## Work order 1
Answer these questions from the text on the COVID-19 Disease Map:
(a) How many contributors and countries does the consortium include?
(b) Which ELIXIR Node leads the COVID-19 Disease Map?
(c) For how many years has the SEEK software been in development?
## Work order 2
The text on the COVID-19 Disease Map says the consortium includes several other ELIXIR Nodes. List all of them.
## Work order 3
Resume the text on the COVID-19 Disease Map after its last sentence.

## Provided text
=== Section Start ===
HITS researchers collaborate with ELIXIR Nodes to contribute to the development of a knowledgebase of SARS-CoV-2 virus host-pathogen interactions.
Announced last week in “Scientific data”, the COVID-19 Disease Map is an international effort to organize the molecular processes underlying the virus-host interactions in COVID-19.
Based on the rapidly growing body of scientific literature and curated by domain experts, the resource will allow visual exploration and computational analyses of molecular processes involved in SARS-CoV-2 entry, replication, and host-pathogen interactions, as well as host cell recovery and repair mechanisms.
The resource will improve researchers’ understanding of COVID-19 and speed up the development of efficient diagnostics and therapies. It will also facilitate collaboration between clinicians, virologists, or computational biologists in developing robust disease models or in repositioning of existing drugs.
The COVID-19 Disease Map is led by ELIXIR Luxembourg, and is being developed as one of the services offered by the Node. The MINERVA Platform, run by the Node, is dedicated to visual exploration and analytics of disease maps. It serves as one of the central repositories of the COVID-19 Disease Map, providing interactive visualization, search capabilities and conversion between systems biology formats.
The consortium includes 196 contributors from 31 countries, including several other ELIXIR Nodes (ELIXIR Spain, France, Italy, UK, Netherlands, Germany, EMBL-EBI and Norway). Thanks to close operational links between different ELIXIR Nodes, the initiative could quickly build on existing synergies and establish connections to other resources.
Extending ELIXIR Nodes’ collaborations
The COVID-19 Disease Map takes advantage of the FAIRDOM initiative developed by members of ELIXIR Germany and ELIXIR UK. Based on the SEEK software, the project space on FAIRDOMHub provides a transparent and efficient way of organizing researchers and research assets related to the project: https://fairdomhub.org. The SEEK software for scientific data management in the life sciences has been developed over the last 12 years by members of the Scientific Databases and Visualization group (SDBV) of HITS together with partners at the University of Manchester (UK) and is a recognized ELIXIR UK Resource. It now helps around 200 researchers worldwide in their efforts to unravel and visually explore the molecular processes underlying virus infections and disease mechanisms in COVID-19.
The contributions from ELIXIR Netherlands center around WikiPathways, a resource that uses the BridgeDb ELIXIR Recommended Interoperability Resource to link to various ELIXIR core data resources and allows analysis for data from ELIXIR recommended repositories.
=== Section End ===
## Stored data
=== Section Start ===
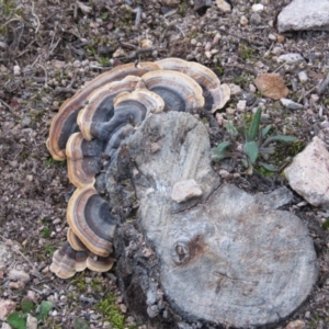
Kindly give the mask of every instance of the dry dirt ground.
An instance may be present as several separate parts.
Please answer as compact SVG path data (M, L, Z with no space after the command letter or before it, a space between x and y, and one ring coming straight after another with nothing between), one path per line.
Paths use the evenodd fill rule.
=== Section End ===
## Result 1
(a) 196 contributors from 31 countries.
(b) ELIXIR Luxembourg.
(c) Over the last 12 years.

## Result 2
ELIXIR Spain, France, Italy, UK, Netherlands, Germany, EMBL-EBI and Norway.

## Result 3
Just this week, a workflow scheme for conversion and interoperability between the various resources in the COVID-19 Disease Map, and a design to capture evidence for individual reactions and evaluation of data analysis options were developed at the ELIXIR interoperability online hackathon.
Marek Ostaszewski, the project leader from ELIXIR Luxembourg said: “As part of ELIXIR we could tap into the rich network of collaborations between ELIXIR Nodes and capitalize on ongoing projects within ELIXIR. Thus, we could quickly connect with our colleagues in many ELIXIR nodes and benefit from their work on interoperability resources like BridgeDb, Identifiers.org and the FAIRDOM and SEEK initiatives. The ability to react quickly and build on existing efforts is important in any situation, but it is absolutely critical in public health emergencies such as the current pandemic.”
The initiative is open to any domain expert who wants to contribute to building the knowledge base or developing data models for diagnostics and treatments of the disease.
HITS, the Heidelberg Institute for Theoretical Studies, was established in 2010 by physicist and SAP co-founder Klaus Tschira (1940-2015) and the Klaus Tschira Foundation as a private, non-profit research institute. HITS conducts basic research in the natural, mathematical, and computer sciences. Major research directions include complex simulations across scales, making sense of data, and enabling science via computational research. Application areas range from molecular biology to astrophysics. An essential characteristic of the Institute is interdisciplinarity, implemented in numerous cross-group and cross-disciplinary projects. The base funding of HITS is provided by the Klaus Tschira Foundation.